= Required task =
List every line of the listing below that contains the word "uniform".

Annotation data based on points
═══

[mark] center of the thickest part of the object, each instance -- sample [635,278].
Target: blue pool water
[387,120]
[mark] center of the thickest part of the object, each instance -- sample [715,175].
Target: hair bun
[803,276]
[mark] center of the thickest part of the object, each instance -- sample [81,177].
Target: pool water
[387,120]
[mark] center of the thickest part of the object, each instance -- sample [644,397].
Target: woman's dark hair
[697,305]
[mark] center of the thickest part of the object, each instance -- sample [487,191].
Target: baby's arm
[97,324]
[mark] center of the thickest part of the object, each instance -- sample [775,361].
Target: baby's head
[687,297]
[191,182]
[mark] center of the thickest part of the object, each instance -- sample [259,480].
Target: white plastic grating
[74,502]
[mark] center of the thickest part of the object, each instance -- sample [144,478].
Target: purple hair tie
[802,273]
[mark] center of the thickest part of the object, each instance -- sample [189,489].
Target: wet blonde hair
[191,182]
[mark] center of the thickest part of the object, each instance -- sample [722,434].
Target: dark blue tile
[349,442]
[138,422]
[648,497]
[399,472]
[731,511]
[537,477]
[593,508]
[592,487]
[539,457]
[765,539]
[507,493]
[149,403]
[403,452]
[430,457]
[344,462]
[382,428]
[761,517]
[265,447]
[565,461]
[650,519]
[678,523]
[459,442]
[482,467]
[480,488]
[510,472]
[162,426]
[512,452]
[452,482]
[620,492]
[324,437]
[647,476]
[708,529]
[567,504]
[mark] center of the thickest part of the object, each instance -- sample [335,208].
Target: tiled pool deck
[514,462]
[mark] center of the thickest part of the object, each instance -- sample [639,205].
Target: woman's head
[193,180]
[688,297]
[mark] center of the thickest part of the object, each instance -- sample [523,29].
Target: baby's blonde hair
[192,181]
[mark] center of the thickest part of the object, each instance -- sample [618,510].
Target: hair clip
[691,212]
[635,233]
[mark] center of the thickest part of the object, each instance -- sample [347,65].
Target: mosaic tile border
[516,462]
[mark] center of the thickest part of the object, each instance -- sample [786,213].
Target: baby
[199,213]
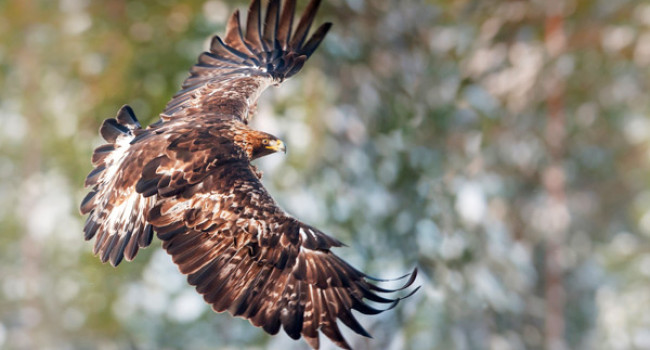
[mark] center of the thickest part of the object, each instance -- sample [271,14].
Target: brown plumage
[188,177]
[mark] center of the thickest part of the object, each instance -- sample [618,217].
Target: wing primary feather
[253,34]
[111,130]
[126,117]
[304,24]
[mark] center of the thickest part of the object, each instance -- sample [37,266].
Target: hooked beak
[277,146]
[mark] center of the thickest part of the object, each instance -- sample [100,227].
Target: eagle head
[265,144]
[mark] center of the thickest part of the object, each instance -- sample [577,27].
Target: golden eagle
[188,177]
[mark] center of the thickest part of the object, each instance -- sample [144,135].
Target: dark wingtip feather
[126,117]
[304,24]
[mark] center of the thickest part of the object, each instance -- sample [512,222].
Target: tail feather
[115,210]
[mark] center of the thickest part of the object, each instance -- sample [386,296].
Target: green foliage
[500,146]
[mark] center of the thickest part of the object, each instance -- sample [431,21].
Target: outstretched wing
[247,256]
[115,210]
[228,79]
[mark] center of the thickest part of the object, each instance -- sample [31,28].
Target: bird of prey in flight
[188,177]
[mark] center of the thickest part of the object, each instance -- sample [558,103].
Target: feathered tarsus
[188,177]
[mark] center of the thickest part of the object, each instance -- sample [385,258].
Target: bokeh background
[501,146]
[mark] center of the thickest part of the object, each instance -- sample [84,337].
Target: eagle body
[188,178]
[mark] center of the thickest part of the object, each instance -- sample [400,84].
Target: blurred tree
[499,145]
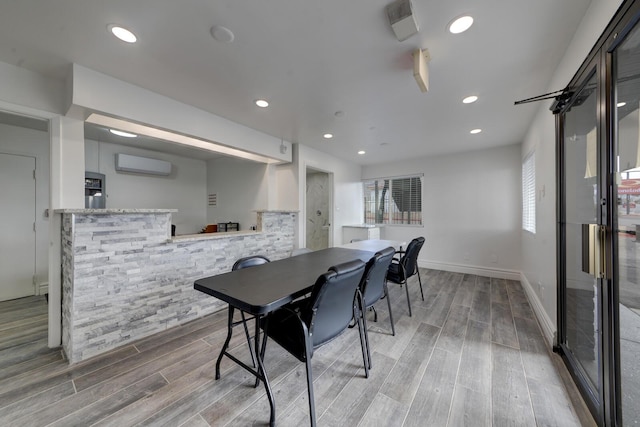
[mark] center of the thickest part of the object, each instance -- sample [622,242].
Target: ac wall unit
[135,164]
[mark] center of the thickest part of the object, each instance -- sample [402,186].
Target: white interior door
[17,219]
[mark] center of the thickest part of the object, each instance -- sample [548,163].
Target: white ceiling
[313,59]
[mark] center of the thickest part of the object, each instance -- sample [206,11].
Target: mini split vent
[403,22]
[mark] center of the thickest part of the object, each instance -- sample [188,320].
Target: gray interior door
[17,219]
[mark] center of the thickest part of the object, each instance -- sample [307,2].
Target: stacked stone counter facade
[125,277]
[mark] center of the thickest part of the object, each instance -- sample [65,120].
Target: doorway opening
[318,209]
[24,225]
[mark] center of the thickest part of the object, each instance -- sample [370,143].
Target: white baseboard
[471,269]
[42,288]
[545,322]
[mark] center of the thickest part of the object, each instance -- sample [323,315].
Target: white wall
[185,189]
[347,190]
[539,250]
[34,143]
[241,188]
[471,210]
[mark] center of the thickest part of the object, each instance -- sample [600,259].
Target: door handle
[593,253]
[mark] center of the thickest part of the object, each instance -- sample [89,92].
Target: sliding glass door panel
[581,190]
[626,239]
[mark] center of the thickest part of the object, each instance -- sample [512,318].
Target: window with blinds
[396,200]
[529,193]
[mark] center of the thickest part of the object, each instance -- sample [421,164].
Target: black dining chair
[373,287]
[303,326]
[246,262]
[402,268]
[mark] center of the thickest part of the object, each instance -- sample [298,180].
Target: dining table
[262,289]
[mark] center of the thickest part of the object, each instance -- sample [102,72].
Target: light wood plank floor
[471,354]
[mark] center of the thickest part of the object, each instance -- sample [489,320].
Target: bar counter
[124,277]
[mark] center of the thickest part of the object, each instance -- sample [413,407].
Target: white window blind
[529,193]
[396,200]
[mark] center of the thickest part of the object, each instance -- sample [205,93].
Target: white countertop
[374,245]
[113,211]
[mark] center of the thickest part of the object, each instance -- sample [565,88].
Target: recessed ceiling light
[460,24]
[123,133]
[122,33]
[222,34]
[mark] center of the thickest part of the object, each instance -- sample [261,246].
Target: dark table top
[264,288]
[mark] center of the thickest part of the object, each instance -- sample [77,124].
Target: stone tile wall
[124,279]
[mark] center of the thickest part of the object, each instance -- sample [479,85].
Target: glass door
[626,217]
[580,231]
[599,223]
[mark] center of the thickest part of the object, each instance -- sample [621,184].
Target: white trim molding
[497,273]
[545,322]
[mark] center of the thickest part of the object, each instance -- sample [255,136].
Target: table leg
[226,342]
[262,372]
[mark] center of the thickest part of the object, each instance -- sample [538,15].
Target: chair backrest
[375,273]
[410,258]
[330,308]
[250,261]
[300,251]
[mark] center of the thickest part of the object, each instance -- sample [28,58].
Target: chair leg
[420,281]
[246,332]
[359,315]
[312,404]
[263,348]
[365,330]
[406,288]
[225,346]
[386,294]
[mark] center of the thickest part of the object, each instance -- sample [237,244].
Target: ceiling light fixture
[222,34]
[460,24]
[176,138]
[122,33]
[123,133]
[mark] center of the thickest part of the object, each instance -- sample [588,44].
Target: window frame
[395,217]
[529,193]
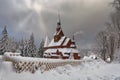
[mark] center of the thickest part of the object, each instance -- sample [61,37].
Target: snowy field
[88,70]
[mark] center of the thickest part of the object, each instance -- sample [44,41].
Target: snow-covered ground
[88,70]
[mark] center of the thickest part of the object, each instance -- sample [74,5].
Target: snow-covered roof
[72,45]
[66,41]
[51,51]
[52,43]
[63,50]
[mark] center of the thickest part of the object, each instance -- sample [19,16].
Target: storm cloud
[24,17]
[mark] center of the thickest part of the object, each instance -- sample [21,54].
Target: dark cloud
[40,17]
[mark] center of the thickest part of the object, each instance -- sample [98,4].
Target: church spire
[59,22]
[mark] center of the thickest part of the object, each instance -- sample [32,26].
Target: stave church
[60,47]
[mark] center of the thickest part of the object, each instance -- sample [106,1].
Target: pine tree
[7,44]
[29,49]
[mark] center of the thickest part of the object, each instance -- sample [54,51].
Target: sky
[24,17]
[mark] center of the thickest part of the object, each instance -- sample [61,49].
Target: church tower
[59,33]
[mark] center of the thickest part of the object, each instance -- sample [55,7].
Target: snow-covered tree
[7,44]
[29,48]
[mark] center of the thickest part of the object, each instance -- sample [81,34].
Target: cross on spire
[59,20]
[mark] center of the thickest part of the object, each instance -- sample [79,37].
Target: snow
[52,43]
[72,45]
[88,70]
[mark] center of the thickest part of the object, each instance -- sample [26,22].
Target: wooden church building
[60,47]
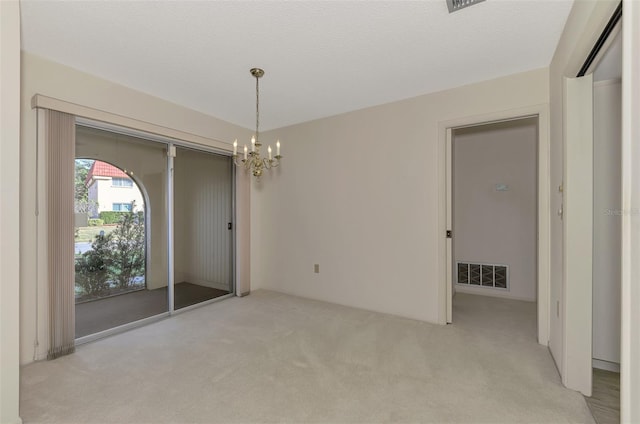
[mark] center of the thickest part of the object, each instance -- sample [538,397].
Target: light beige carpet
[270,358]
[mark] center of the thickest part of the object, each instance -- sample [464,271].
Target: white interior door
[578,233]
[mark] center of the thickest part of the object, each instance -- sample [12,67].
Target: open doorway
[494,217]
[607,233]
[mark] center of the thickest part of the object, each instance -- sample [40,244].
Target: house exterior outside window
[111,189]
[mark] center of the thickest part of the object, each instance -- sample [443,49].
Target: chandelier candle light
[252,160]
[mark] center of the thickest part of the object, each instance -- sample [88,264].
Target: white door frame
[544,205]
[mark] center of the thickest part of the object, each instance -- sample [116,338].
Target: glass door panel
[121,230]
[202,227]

═══

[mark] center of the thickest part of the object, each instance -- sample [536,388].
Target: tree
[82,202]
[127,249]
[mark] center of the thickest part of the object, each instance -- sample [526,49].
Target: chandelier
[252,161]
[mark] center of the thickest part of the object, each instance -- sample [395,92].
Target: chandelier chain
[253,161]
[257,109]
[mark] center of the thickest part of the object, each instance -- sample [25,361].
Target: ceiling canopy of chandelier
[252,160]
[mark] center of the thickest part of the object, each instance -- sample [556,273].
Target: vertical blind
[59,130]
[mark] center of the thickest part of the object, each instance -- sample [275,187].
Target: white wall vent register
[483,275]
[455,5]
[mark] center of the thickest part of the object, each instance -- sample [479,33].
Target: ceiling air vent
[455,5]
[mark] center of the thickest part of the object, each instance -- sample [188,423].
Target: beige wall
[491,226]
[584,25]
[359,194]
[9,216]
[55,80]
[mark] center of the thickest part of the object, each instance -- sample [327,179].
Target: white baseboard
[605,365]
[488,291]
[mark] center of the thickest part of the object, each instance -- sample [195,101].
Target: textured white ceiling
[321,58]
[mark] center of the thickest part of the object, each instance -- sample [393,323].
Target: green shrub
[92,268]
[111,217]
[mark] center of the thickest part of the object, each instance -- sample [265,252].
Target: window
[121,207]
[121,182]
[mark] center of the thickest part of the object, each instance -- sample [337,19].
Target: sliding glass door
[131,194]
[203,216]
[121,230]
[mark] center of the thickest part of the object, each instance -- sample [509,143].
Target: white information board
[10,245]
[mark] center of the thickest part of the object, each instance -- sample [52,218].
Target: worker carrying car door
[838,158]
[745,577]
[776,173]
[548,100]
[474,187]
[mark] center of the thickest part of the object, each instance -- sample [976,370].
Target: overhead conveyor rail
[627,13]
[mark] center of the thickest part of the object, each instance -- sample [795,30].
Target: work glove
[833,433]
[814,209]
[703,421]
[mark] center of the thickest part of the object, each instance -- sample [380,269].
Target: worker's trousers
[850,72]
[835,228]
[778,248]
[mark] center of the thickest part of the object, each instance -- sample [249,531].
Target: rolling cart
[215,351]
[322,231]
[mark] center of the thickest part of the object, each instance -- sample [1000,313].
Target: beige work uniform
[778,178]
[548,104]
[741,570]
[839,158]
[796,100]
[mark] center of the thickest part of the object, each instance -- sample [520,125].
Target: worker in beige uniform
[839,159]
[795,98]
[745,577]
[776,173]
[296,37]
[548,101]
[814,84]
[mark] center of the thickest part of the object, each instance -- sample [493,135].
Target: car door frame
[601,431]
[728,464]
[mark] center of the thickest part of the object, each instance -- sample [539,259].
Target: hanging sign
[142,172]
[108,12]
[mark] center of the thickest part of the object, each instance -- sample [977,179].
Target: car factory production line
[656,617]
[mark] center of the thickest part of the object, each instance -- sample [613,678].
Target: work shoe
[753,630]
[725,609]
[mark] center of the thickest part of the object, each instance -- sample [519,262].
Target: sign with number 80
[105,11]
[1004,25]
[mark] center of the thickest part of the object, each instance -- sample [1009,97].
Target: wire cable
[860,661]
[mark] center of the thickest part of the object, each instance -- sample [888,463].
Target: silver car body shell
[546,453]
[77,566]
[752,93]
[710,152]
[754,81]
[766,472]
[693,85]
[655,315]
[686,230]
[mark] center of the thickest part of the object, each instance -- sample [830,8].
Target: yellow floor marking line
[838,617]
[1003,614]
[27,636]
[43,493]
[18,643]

═══

= Answer to the task =
Target: beige work uniform
Target: worker in beige uniform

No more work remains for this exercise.